─── Extrait du document ───
Certains considèrent que les sources de la poterie berbère seraient à retrouver dans cette céramique méditerranéenne de l’âge du Bronze et de l’âge du Fer. La forme est donnée à la pièce, non pas avec la régularité du mouvement du tour, mais en fonction de la dextérité de la main. Pour égaliser  les parois extérieures, on a recours à des instruments de polissage : galet ou outil de bois ; après trois jours de séchage, on peut utiliser pour la cuisson les fours à pain, ou alors les pièces sont réunies en tas ou dans une fosse, empilées et calées les unes aux autres.


En Tunisie, le village de Sejnene, dans la région de Bizerte, se distingue par ses poteries d’une grande originalité, au décor brun et ocre rouge. En général, la tradition domestique de poterie modelée à décor peint s’est remarquablement bien maintenue sur le territoire maghrébin jusque dans les années 80 environ. L’objet céramique est conçu comme une pièce unique par celle qui l’utilisera ensuite dans l’espace domestique.

TRESSAGE DES VANNERIES

Au Maghreb, le tressage des vanneries a toujours constitué une activité très importante pour les populations rurales et nomades. En revanche au Sahara, où la végétation spontanée est rare, c’est surtout les sédentaires des oasis qui le pratiquent (fibres du palmier dattier). Avant l’introduction des teintures chimiques, la coloration s’effectuait exclusivement à l’aide de teintures naturelles, minérales ou végétales. Exemple : la teinture à la rouille où les fibres sont trempées dans de l’eau contenant des morceaux de fer rouillé.
─── Données fournies ───
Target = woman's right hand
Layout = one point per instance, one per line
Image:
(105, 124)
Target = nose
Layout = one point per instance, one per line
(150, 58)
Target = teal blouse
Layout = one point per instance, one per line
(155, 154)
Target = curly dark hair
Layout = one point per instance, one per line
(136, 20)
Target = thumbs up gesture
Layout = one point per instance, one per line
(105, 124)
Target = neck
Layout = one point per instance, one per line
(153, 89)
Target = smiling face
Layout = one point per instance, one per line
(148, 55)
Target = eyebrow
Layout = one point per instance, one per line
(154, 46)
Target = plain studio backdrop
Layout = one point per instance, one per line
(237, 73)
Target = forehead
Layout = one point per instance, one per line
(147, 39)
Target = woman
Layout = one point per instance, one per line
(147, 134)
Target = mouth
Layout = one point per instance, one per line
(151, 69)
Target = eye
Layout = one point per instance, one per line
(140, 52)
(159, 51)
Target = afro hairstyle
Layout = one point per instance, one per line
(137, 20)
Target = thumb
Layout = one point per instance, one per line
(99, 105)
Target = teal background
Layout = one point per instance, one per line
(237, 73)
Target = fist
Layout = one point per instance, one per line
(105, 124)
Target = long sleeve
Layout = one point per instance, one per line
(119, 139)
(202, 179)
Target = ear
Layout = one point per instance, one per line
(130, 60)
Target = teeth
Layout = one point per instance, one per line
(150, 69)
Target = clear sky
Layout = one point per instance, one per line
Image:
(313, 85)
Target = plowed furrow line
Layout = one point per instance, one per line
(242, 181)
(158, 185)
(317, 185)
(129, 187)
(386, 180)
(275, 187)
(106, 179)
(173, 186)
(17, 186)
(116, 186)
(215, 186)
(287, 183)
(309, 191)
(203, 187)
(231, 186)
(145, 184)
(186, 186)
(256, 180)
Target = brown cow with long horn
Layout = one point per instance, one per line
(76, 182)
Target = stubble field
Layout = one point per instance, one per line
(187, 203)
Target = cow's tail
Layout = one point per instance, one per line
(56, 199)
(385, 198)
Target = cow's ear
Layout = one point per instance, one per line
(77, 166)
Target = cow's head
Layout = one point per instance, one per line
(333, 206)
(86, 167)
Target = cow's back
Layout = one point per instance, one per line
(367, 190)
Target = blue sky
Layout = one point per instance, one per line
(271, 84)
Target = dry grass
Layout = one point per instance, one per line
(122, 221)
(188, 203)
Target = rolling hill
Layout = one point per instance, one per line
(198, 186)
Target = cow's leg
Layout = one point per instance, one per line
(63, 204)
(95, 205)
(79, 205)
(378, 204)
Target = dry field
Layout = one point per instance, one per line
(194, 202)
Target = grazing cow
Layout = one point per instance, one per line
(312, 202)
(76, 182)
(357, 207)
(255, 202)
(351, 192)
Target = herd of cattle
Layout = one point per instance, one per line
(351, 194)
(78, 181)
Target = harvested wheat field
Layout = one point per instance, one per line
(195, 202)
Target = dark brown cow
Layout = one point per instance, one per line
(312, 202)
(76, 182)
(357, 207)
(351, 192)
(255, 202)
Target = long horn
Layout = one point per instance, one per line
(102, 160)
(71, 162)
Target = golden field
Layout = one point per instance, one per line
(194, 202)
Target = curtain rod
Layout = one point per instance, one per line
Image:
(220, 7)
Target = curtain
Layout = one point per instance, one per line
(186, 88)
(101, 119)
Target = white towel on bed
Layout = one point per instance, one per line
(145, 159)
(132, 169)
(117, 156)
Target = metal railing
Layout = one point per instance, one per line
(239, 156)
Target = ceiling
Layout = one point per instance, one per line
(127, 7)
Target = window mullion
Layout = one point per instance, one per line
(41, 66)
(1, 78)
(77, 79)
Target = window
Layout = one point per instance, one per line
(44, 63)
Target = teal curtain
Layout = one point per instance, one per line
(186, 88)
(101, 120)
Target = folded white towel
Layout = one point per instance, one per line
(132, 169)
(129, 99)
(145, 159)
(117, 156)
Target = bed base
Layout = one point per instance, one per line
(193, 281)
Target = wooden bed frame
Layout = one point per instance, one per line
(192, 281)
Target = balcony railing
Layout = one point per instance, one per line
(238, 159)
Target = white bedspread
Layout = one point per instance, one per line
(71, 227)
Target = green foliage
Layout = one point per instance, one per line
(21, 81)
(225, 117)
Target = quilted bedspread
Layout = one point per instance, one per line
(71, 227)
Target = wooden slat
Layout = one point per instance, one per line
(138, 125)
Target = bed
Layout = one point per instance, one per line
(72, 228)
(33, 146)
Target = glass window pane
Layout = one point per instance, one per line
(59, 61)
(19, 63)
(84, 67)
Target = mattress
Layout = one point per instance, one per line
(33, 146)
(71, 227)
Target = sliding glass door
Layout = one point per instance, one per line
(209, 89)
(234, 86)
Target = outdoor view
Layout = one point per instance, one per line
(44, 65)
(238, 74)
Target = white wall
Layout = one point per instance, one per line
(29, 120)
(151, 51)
───
■ Consignes:
1 > Répondez à ces questions d'après l'extrait sur la poterie et la vannerie :
(a) Avec quels instruments égalise-t-on les parois extérieures des pièces ?
(b) Dans quelle région se trouve le village de Sejnene ?
(c) Au Sahara, qui pratique surtout le tressage des vanneries ?
2 > Donnez toutes les façons de cuire les pièces que cite l'extrait sur la poterie et la vannerie.
3 > Traduisez en anglais cette phrase de l'extrait sur la poterie et la vannerie : « En Tunisie, le village de Sejnene, dans la région de Bizerte, se distingue par ses poteries d’une grande originalité, au décor brun et ocre rouge. »
Répondez en vous servant seulement de l'extrait.

■ Réponses numérotées:
1 >
(a) Avec un galet ou un outil de bois.
(b) Dans la région de Bizerte.
(c) Surtout les sédentaires des oasis.

2 >
- Dans les fours à pain
- En tas
- Dans une fosse

3 > In Tunisia, the village of Sejnene, in the Bizerte region, stands out for its highly original pottery, decorated in brown and red ochre.